**Try it:** Render every line of the records below as a JSON list of strings, with one string per line and blank lines omitted.

(Stored data)

Content starts

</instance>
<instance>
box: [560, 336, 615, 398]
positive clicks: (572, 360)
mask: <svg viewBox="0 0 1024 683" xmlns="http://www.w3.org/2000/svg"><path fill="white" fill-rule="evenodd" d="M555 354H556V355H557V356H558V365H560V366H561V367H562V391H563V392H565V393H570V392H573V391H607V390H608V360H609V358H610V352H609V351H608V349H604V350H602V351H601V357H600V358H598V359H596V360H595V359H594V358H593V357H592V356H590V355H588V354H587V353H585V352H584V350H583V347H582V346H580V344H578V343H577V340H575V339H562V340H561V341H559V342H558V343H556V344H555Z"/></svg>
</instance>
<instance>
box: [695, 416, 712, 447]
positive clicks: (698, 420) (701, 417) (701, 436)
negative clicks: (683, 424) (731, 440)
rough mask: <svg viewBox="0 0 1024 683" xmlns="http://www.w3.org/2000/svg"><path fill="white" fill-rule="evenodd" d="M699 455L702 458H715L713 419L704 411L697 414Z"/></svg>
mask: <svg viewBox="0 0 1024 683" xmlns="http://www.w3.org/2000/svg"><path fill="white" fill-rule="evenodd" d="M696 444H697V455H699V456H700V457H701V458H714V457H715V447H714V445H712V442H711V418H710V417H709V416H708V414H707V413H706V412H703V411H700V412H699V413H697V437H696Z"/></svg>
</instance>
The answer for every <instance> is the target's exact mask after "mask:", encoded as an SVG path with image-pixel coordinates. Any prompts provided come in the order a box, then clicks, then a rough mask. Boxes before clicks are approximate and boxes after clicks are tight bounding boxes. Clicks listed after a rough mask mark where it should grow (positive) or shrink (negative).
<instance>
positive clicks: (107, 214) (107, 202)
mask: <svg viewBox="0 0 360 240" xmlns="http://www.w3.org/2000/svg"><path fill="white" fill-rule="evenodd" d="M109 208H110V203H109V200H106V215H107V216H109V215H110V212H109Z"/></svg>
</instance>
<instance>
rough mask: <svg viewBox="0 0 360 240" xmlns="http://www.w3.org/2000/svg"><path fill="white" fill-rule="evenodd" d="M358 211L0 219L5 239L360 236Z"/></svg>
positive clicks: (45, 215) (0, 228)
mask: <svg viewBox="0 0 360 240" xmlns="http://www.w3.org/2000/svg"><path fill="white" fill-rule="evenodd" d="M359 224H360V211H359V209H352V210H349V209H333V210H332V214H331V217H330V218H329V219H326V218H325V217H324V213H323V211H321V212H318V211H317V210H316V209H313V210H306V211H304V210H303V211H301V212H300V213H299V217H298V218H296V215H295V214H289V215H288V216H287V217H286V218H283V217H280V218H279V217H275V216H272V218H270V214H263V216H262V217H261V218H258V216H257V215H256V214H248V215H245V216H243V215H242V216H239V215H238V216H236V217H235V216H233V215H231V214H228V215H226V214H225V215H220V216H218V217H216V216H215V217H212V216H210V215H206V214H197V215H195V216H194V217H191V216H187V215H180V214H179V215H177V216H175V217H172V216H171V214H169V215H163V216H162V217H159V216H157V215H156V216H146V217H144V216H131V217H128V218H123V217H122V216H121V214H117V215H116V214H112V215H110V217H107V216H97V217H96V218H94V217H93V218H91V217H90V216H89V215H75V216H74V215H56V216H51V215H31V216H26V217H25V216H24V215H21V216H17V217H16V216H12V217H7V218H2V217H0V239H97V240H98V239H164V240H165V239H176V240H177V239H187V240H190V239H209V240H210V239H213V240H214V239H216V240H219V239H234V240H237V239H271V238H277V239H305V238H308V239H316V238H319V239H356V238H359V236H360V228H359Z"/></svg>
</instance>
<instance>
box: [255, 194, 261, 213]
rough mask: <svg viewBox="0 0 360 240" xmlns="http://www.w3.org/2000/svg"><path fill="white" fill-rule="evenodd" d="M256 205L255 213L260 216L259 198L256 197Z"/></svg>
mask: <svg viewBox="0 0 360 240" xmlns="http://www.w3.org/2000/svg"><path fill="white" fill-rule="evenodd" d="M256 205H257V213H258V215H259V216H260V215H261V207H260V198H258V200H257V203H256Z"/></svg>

Content ends

**Answer below:**
[
  "</instance>",
  "<instance>",
  "box: [560, 336, 615, 398]",
  "positive clicks: (572, 360)",
  "mask: <svg viewBox=\"0 0 1024 683\" xmlns=\"http://www.w3.org/2000/svg\"><path fill=\"white\" fill-rule=\"evenodd\" d=\"M555 354H556V355H557V356H558V365H560V366H561V367H562V391H563V392H565V393H570V392H573V391H607V390H608V360H609V358H610V352H609V351H608V349H604V350H602V351H601V357H600V358H598V359H596V360H595V359H594V358H593V357H592V356H590V355H588V354H587V353H585V352H584V350H583V347H582V346H580V344H578V343H577V340H575V339H562V340H561V341H559V342H558V343H556V344H555Z\"/></svg>",
  "</instance>",
  "<instance>",
  "box: [695, 416, 712, 447]",
  "positive clicks: (698, 420) (701, 417) (701, 436)",
  "negative clicks: (683, 424) (731, 440)",
  "rough mask: <svg viewBox=\"0 0 1024 683\" xmlns=\"http://www.w3.org/2000/svg\"><path fill=\"white\" fill-rule=\"evenodd\" d=\"M699 455L702 458H715L713 419L704 411L697 414Z\"/></svg>",
  "mask: <svg viewBox=\"0 0 1024 683\" xmlns=\"http://www.w3.org/2000/svg\"><path fill=\"white\" fill-rule=\"evenodd\" d=\"M696 444H697V455H699V456H700V457H701V458H714V457H715V447H714V445H712V442H711V418H710V417H709V416H708V414H707V413H706V412H703V411H700V412H699V413H697V437H696Z\"/></svg>",
  "</instance>",
  "The answer for every <instance> is the target's exact mask after \"mask:\", encoded as an SVG path with image-pixel coordinates. Any prompts provided come in the order a box, then clicks, then a rough mask. Boxes before clicks are approximate and boxes after clicks are tight bounding boxes. Clicks listed after a rough mask mark where it should grow (positive) or shrink (negative).",
  "<instance>",
  "positive clicks: (107, 214) (107, 202)",
  "mask: <svg viewBox=\"0 0 360 240\" xmlns=\"http://www.w3.org/2000/svg\"><path fill=\"white\" fill-rule=\"evenodd\" d=\"M109 208H110V203H109V200H106V215H107V216H109V215H110V212H109Z\"/></svg>",
  "</instance>",
  "<instance>",
  "rough mask: <svg viewBox=\"0 0 360 240\" xmlns=\"http://www.w3.org/2000/svg\"><path fill=\"white\" fill-rule=\"evenodd\" d=\"M358 211L0 219L5 239L360 236Z\"/></svg>",
  "positive clicks: (45, 215) (0, 228)",
  "mask: <svg viewBox=\"0 0 360 240\" xmlns=\"http://www.w3.org/2000/svg\"><path fill=\"white\" fill-rule=\"evenodd\" d=\"M359 224H360V211H359V209H352V210H349V209H333V210H332V214H331V217H330V218H329V219H326V218H325V217H324V213H323V211H321V212H318V211H317V210H316V209H313V210H306V211H304V210H303V211H301V212H300V213H299V217H298V218H296V215H295V214H289V215H288V216H287V217H286V218H283V217H280V218H279V217H275V216H272V218H270V214H263V216H262V217H261V218H258V216H257V215H256V214H248V215H245V216H243V215H242V216H239V215H238V216H236V217H235V216H233V215H231V214H228V215H226V214H225V215H220V216H218V217H216V216H215V217H212V216H210V215H206V214H197V215H195V216H194V217H191V216H187V215H180V214H179V215H177V216H175V217H172V216H171V214H169V215H163V216H162V217H159V216H157V215H156V216H146V217H144V216H131V217H128V218H123V217H122V216H121V214H117V215H116V214H112V215H110V217H107V216H97V217H96V218H94V217H93V218H91V217H90V216H89V215H75V216H74V215H56V216H51V215H31V216H26V217H25V216H24V215H21V216H17V217H16V216H12V217H7V218H2V217H0V239H97V240H98V239H164V240H165V239H176V240H177V239H187V240H190V239H209V240H210V239H213V240H214V239H216V240H219V239H234V240H237V239H271V238H277V239H305V238H308V239H316V238H319V239H356V238H359V236H360V228H359Z\"/></svg>",
  "</instance>",
  "<instance>",
  "box: [255, 194, 261, 213]",
  "rough mask: <svg viewBox=\"0 0 360 240\" xmlns=\"http://www.w3.org/2000/svg\"><path fill=\"white\" fill-rule=\"evenodd\" d=\"M256 205L255 213L260 216L259 198L256 197Z\"/></svg>",
  "mask: <svg viewBox=\"0 0 360 240\" xmlns=\"http://www.w3.org/2000/svg\"><path fill=\"white\" fill-rule=\"evenodd\" d=\"M256 205H257V213H258V215H259V216H260V215H261V207H260V198H258V200H257V203H256Z\"/></svg>"
]